§ **Parts of the exercise**:
• A. In the post about weight loss and recovery, how much did the writer weigh around 1981?
• B. Carry on the post about weight loss and recovery, starting right after its last sentence.

§ **Document segment**:
=-=-=
Every day I walk. I never take a day off. Most of this week was spent fending off headaches because my sugar intake fell of so sharply, but by the end of this week, five pounds were gone. Really gone. Already my clothes are looser. Lisa said my face is a little leaner. You could say I'm doing this. I'm doing something. Right?
But I find it interesting that I'm only taking sips from the deep well of spirituality I'm finding is available on this path I'm journeying on. Oh sure, every Wednesday and Sunday I show up at the feast, partaking of the tender lamb of God who takes away the sins of the whole world, and every time I eat of him, he nourishes me. This is the truth. But I've found that God always asks me to give him a little more than I want to. I rarely giving all I can, but I want to.
The thing Jesus seems to be wanting from me now is a box I've stored away so deep within myself, I almost convinced myself it wasn't there. But it is, and the effects it has on me, body and soul, have been toxic to say the least. Within this box are four terrible years, in which I was abused in ways I find unimaginable, and cannot bear to write about, nor even think about. I've bound the box with chains. I've locked it with locks. Spray painted a skull and crossbones on it to indicate to anyone who might stumble upon it, this is poison. Do not touch.
And now he wants it, this Lover of my soul. He's wanted it for a long time, but I kept making excuses. "I don't know exactly where I put it." Or, "It's hard to get to." Or my favorite, "What box?" And he's been very patient, as he seems to be with me.
I'm going to be as honest as I can with you, because that's part of my recovery. I know where the box is. And I still don't want to touch it. Last night I was talking to my sissie, Carly, and she said something sobering. "You didn't have all these eating problems before Raphael. And now it's critical that you deal with this stuff. You left him so he wouldn't kill you. Don't let him kill you twenty years later." He beat me, fractured my bones, starved me, and choked me until I collapsed in a heap on the floor several times, but I lived. Am I going to let the eating habits I developed during that time destroy this life God has so kindly given me?
Before we get to that
This is what I looked like in 1981 or so. That's me at the bottom on the left.
Oh my gosh. What was I wearing??? Is that a tie? And Lawd, Lawd, Lawd! Could my hair be any worse? Not to mention I look I'm trying to make the photography burst into flames with my mind. Be that as it may, I was not an eating disordered person. I was small, a mere 98 lbs, and that weight stayed consistent despite being able to eat like a typical active teenager. Back then I never worried about food. I never hoarded it. I never binged or purged. Food was just food. It was energy. Not comfort or shield.
=-=-=
§ **Entries supplied**:
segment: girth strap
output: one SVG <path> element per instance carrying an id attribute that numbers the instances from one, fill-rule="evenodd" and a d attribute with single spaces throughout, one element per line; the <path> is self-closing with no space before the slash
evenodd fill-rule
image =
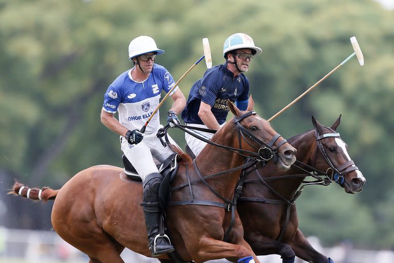
<path id="1" fill-rule="evenodd" d="M 214 201 L 205 201 L 203 200 L 185 200 L 184 201 L 175 201 L 168 203 L 168 205 L 187 205 L 194 204 L 196 205 L 210 205 L 212 206 L 218 206 L 230 211 L 229 204 L 221 203 L 220 202 L 215 202 Z"/>
<path id="2" fill-rule="evenodd" d="M 281 200 L 267 199 L 266 198 L 259 198 L 258 197 L 240 197 L 238 198 L 238 201 L 249 201 L 249 202 L 259 202 L 261 203 L 271 203 L 274 204 L 281 204 L 286 203 L 286 202 Z"/>

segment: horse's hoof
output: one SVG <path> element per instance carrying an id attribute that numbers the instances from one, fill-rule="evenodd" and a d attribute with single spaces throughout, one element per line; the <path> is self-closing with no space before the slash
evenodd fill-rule
<path id="1" fill-rule="evenodd" d="M 291 258 L 283 258 L 283 260 L 282 261 L 282 263 L 294 263 L 294 260 L 296 260 L 296 257 L 292 257 Z"/>
<path id="2" fill-rule="evenodd" d="M 238 263 L 254 263 L 254 259 L 252 256 L 243 257 L 238 260 Z"/>

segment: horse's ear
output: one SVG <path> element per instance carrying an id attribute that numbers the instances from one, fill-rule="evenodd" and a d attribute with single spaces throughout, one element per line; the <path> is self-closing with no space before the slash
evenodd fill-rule
<path id="1" fill-rule="evenodd" d="M 335 122 L 334 122 L 333 124 L 332 124 L 332 125 L 331 125 L 331 128 L 335 130 L 336 132 L 337 132 L 337 128 L 338 127 L 338 126 L 339 126 L 339 124 L 341 123 L 341 116 L 342 116 L 342 114 L 340 115 L 338 118 L 337 119 L 336 121 L 335 121 Z"/>
<path id="2" fill-rule="evenodd" d="M 233 115 L 237 117 L 241 116 L 241 110 L 240 110 L 240 109 L 237 108 L 237 106 L 234 105 L 234 103 L 231 102 L 231 101 L 229 99 L 227 99 L 227 105 Z"/>
<path id="3" fill-rule="evenodd" d="M 312 116 L 312 124 L 313 124 L 314 129 L 316 130 L 316 132 L 317 132 L 319 134 L 322 134 L 323 133 L 322 124 L 316 120 L 313 115 Z"/>
<path id="4" fill-rule="evenodd" d="M 253 100 L 253 98 L 252 98 L 252 95 L 251 94 L 250 96 L 249 96 L 249 103 L 248 104 L 248 108 L 246 109 L 246 110 L 248 111 L 251 111 L 253 110 L 253 108 L 254 107 L 254 101 Z"/>

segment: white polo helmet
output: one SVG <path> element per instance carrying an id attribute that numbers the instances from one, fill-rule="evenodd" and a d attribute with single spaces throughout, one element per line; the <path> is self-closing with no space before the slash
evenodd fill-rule
<path id="1" fill-rule="evenodd" d="M 158 55 L 164 53 L 164 50 L 159 49 L 153 39 L 146 35 L 140 35 L 130 42 L 129 45 L 129 60 L 131 61 L 135 58 L 143 54 L 155 52 Z"/>
<path id="2" fill-rule="evenodd" d="M 261 48 L 254 46 L 253 39 L 249 35 L 243 33 L 233 34 L 226 40 L 223 45 L 223 56 L 225 59 L 226 54 L 232 50 L 249 48 L 252 50 L 252 53 L 255 56 L 260 55 L 263 51 Z"/>

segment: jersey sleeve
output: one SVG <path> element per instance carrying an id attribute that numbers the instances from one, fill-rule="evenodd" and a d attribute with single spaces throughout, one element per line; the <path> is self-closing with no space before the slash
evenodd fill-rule
<path id="1" fill-rule="evenodd" d="M 249 80 L 245 77 L 245 88 L 242 92 L 242 93 L 237 100 L 237 101 L 247 101 L 249 98 Z"/>
<path id="2" fill-rule="evenodd" d="M 201 79 L 200 88 L 197 91 L 201 96 L 201 101 L 212 107 L 218 98 L 220 86 L 217 71 L 208 72 Z"/>
<path id="3" fill-rule="evenodd" d="M 104 94 L 103 109 L 108 113 L 115 114 L 121 103 L 121 90 L 119 87 L 110 85 Z"/>
<path id="4" fill-rule="evenodd" d="M 169 91 L 172 88 L 172 87 L 174 86 L 175 82 L 174 81 L 174 78 L 172 78 L 172 76 L 170 74 L 170 72 L 165 68 L 164 68 L 164 74 L 163 79 L 162 80 L 163 81 L 163 89 L 164 89 L 167 93 L 168 93 L 168 91 Z M 173 89 L 170 93 L 170 96 L 172 95 L 178 88 L 179 88 L 179 87 L 177 86 Z"/>

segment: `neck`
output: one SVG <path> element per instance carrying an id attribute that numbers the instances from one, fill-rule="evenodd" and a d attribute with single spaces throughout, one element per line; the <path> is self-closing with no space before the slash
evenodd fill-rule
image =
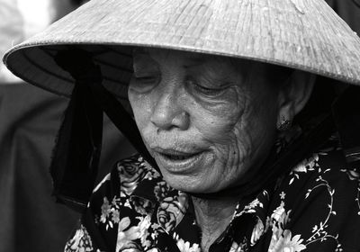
=-=-=
§ **Task results**:
• A. 98 pounds.

• B.
The only reason I can show you that is because a friend posted it on Facebook. I don't have any pictures of me from this time, or my childhood. There isn't a single baby picture of me in my home. I'm not sure why this is. I think I some part of me was trying to erase my entire past. I guess I put more in that box than I intended to. Or maybe my childhood has it's own box. Sigh. We'll just take this thing one box at a time, if it's all the same to you. And that isn't the box Jesus is asking for. Not right now.
I may not have pictures from my childhood and teen years, but I do have a few from the time that I was abused. Raphael took lots of pictures, especially of himself flexing his muscles. He took pictures of the children, too. But I tried to stay away from cameras. You'll see why in a few moments.
This is me at 28.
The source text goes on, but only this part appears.